■ **Task**: Reproduce every one of the records below verbatim, leaving out the pictures.

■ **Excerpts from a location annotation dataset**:
-- -- --
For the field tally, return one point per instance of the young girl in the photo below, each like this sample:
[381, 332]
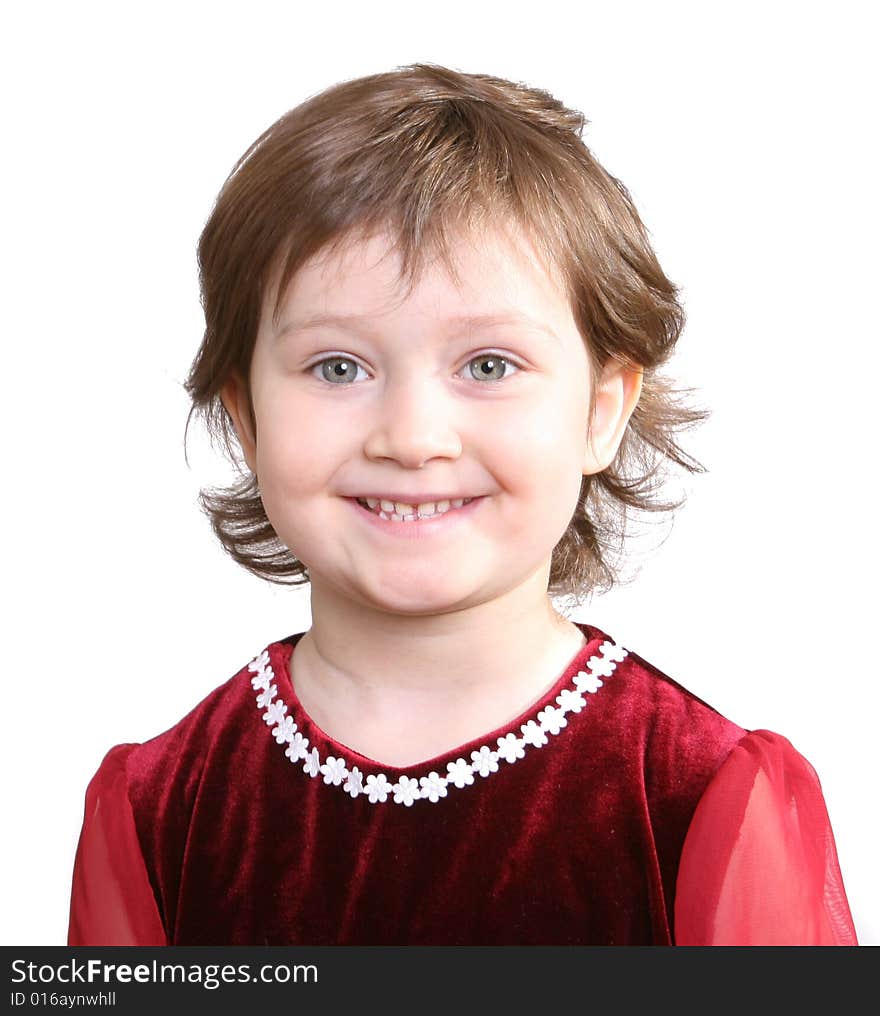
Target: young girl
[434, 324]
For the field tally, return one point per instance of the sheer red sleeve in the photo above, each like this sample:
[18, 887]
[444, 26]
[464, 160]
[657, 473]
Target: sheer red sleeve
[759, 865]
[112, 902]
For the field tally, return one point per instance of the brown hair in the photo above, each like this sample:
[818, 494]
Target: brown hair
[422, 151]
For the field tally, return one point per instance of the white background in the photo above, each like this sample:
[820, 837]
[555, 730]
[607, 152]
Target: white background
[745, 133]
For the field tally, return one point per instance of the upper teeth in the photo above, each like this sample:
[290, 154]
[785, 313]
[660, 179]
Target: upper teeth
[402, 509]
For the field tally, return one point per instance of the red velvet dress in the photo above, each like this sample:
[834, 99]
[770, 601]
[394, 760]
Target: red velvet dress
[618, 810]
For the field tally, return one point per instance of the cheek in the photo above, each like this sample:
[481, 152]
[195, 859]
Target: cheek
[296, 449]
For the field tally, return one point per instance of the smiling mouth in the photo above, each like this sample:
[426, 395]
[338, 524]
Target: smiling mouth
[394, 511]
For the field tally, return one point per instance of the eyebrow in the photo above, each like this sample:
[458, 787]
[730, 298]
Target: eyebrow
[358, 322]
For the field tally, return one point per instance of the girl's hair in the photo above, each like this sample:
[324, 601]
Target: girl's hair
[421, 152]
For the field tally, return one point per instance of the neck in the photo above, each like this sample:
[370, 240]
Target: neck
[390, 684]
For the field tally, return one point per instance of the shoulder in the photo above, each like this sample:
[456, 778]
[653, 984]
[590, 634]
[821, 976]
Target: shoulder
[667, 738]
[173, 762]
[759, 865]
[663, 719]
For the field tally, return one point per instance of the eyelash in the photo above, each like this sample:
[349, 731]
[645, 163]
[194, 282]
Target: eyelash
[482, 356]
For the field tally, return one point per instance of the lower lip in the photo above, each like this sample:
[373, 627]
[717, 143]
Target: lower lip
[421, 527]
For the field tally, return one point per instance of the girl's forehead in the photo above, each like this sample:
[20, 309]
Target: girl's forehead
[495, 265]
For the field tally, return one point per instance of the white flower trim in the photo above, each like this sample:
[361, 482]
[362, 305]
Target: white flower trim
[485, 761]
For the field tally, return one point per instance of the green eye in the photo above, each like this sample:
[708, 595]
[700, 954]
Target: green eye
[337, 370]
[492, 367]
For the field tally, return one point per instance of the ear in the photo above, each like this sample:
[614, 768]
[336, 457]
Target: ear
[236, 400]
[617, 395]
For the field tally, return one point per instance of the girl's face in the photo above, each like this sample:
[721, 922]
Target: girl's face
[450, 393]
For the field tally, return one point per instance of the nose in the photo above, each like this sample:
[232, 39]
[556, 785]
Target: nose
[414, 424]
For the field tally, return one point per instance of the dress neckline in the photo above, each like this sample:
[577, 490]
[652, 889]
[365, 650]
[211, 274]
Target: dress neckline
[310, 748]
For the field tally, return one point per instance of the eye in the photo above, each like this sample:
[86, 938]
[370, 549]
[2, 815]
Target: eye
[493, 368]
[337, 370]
-- -- --
■ **Right answer**:
For the field tally, return one point per instance of the young girl in the photo below, each like this sample:
[381, 332]
Target: young girl
[434, 324]
For the field tally, return one point per instance of the sheer red sleeve in the photo above, each like this sample:
[18, 887]
[444, 26]
[464, 160]
[657, 473]
Target: sheer red sleeve
[759, 865]
[112, 902]
For the field tally, return one point per instance of the brown hair in the photo above, each like this sample:
[818, 494]
Target: brown hair
[422, 151]
For the field tally, return one point per instance of the white background in the photo above, each like this sample:
[820, 837]
[555, 730]
[607, 152]
Target: white background
[745, 133]
For the field tally, return one point per instance of the upper teeth in the photo above, each like this sample:
[290, 154]
[785, 313]
[660, 179]
Target: upper teeth
[402, 509]
For the field tally, return one point per instance of the red velvet dress in the photo above, each like this sample:
[834, 99]
[770, 601]
[394, 760]
Target: red velvet dress
[618, 810]
For the field tally, return one point per instance of the cheek in the photo above, each like this sample:
[481, 152]
[195, 859]
Target: cheek
[296, 449]
For the field tally, return one point per instance of the smiling mouth in the photo above, each like this sample:
[426, 395]
[338, 524]
Target: smiling mouth
[394, 511]
For the field tally, return one point per instance of the eyebrow in the photo above, each like this sample:
[458, 787]
[730, 298]
Target: eyebrow
[358, 322]
For the field tally, return one point per instance of the girl's hair in the photo above, each like this sample:
[324, 601]
Target: girl's hair
[421, 152]
For the field tally, return one point per instance of the neck in the photo above, each like this sample:
[370, 240]
Target: neck
[390, 684]
For the field tally, return one point per instance of the shoulder in the photo above, each like this sample:
[456, 778]
[653, 984]
[590, 634]
[821, 976]
Target: shoulder
[667, 738]
[173, 762]
[759, 865]
[663, 719]
For the field tally, return one point per instance of the eyelash in the photo above, each like this sample:
[349, 731]
[645, 163]
[194, 282]
Target: eyelash
[482, 356]
For the field tally, return one point per instance of the lower lip in the photo above, each like this sample:
[373, 627]
[717, 143]
Target: lower lip
[421, 527]
For the field tally, return one point per instance of the girl's forehead in the photo above, each like this sample:
[20, 309]
Target: girl's forehead
[495, 265]
For the field tally, return one point per instance of the white flower trim in the photo above, each like this sample:
[361, 482]
[362, 305]
Target: white flower trim
[485, 761]
For the field tally, return one point per instance of the green eye in the photo above, each like this sample:
[708, 595]
[700, 954]
Target: green eye
[337, 370]
[492, 367]
For the field tally, return one point per instance of the ear in the photo above, each like this sample:
[614, 768]
[336, 457]
Target: ear
[236, 400]
[617, 395]
For the field tally, return one point per instance of the girl's face in the photo above, each like this sample:
[721, 922]
Target: girl's face
[450, 393]
For the field tally, return one point per instance of the nose in the photo above, each like this sample:
[232, 39]
[556, 785]
Target: nose
[414, 424]
For the field tally, return one point per instance of the dress neckline in the photo above, each like this sample:
[577, 490]
[652, 889]
[365, 650]
[211, 274]
Target: dress neckline
[310, 748]
For the field tally, return one point per instance of the eye in the photo above, each like this sample:
[86, 938]
[370, 549]
[2, 815]
Target: eye
[493, 368]
[337, 370]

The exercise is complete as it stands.